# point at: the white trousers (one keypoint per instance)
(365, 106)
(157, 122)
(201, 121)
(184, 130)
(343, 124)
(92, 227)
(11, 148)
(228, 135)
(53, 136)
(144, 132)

:::::

*The problem:*
Quote every row above verbatim, keeping each line and its order unchanged.

*Task output:*
# point at: the white trousers (one keypoint per instance)
(365, 106)
(157, 122)
(201, 121)
(184, 130)
(343, 124)
(92, 227)
(11, 148)
(228, 135)
(53, 136)
(144, 132)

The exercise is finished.